* _TASK INSTRUCTIONS_: Write out the listing below in its entirety, minus the pictures, without changing a word.

* _THE DATA_:
○ ○ ○ ○

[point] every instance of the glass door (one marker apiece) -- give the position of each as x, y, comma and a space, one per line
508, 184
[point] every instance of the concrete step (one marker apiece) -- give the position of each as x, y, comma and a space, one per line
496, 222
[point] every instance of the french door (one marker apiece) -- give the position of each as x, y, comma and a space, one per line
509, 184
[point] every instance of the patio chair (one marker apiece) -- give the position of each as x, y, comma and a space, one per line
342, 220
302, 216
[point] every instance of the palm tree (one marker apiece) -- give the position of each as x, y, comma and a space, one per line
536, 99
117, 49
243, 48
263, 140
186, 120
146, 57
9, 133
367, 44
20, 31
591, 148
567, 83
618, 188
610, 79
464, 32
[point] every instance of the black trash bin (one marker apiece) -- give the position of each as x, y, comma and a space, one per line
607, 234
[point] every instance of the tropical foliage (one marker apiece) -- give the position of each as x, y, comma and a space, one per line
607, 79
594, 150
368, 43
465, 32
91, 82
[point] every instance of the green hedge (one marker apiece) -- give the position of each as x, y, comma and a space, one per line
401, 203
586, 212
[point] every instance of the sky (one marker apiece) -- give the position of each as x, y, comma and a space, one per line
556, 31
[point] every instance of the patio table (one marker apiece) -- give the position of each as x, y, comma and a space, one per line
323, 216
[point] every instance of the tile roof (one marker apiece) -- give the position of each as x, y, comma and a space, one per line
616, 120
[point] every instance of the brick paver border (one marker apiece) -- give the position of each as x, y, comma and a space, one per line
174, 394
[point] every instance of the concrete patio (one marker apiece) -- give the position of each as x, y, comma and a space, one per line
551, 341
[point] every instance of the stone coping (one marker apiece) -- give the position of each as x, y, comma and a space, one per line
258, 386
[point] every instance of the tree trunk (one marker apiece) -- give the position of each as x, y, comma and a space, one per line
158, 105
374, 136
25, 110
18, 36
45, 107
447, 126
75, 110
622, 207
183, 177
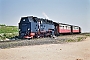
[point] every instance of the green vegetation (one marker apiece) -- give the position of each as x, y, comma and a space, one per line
8, 31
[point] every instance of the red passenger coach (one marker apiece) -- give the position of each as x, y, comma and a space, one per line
64, 28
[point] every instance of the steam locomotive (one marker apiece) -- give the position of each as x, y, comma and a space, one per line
34, 27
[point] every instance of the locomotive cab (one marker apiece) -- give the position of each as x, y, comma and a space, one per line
27, 27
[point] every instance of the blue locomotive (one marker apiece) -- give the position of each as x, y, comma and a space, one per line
30, 27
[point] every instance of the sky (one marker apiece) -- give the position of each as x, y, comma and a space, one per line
74, 12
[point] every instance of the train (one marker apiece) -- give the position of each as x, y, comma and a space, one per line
34, 27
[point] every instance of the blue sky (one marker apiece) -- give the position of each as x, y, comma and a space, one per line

○ ○ ○ ○

* _ANSWER TO THIS PROBLEM_:
[point] every instance of the glass door (one marker apiece) -- give the position of each as x, y, comma and a space, one per line
508, 184
[point] every instance of the concrete step (one marker apiece) -- give the position of each as x, y, comma and a space, one per line
496, 222
[point] every instance of the french door (one marker apiece) -- give the position of each as x, y, comma and a space, one per line
509, 184
[point] every instance of the patio chair (one marker apiece) -- give the position of each as x, y, comma and a space, one per line
342, 220
302, 216
[point] every instance of the palm tree (one marker apiece) -- give the position of each as x, y, comma and a space, one per line
536, 99
117, 49
243, 48
263, 140
186, 120
146, 57
9, 133
367, 44
20, 31
591, 148
567, 83
618, 188
610, 79
464, 32
[point] every instance of the black trash bin (one marker apiece) -- give the position of each as x, y, comma and a space, one per line
607, 234
[point] every instance of the tropical foliage (one marker apiece) -- give the position of each as x, y, comma and a space, one per line
607, 79
594, 150
368, 43
465, 32
91, 82
[point] every instance of the green hedge (one marker apiece) -- give the position of each as x, y, comma and a space, one per line
401, 203
586, 212
[point] every instance of the sky (one marker apiece) -- give the position of each as x, y, comma and a space, one per line
556, 31
[point] every instance of the patio table (one marker apiece) -- give the position of each as x, y, comma and a space, one per line
323, 216
[point] every instance of the tile roof (one marker apiece) -- give the position of each as x, y, comma and a space, one per line
616, 120
[point] every instance of the brick paver border (one marker apiece) -- give the position of each as x, y, comma and a space, one per line
174, 394
[point] every instance of the concrete patio (one marker apiece) -- give the position of each as x, y, comma and a space, one per line
551, 341
[point] every instance of the stone coping (one marker apiece) -- give the position of each as x, y, comma and a space, one per line
258, 386
[point] every instance of the tree trunk (one marker apiece) -- give the position of each as x, y, comma and a space, one per line
158, 105
374, 136
25, 110
18, 36
45, 107
447, 126
75, 110
622, 207
183, 177
[point] every instance of the green vegetation (one marker apiece) -- give the position of each as x, y, comma and a space, one per line
8, 31
[point] every instance of the red passenger coach (one marker apiece) -- give the position of each as x, y, comma and a space, one per line
64, 28
[point] every instance of the steam locomotive (one marker apiece) -- give the position of each as x, y, comma and a space, one per line
34, 27
[point] every instance of the locomotive cab (one marker apiece) -- give the position of each as x, y, comma and a space, one per line
27, 27
[point] every instance of the blue locomotive (one marker apiece) -- give the position of each as x, y, comma and a space, one per line
30, 27
[point] every instance of the sky (one marker apiece) -- give the position of each as x, y, comma and a space, one per line
74, 12
[point] every instance of the train (one marker apiece) -- give the position of each as x, y, comma and a space, one per line
34, 27
[point] every instance of the blue sky (one marker apiece) -- give the position of each as x, y, comma and a space, one per line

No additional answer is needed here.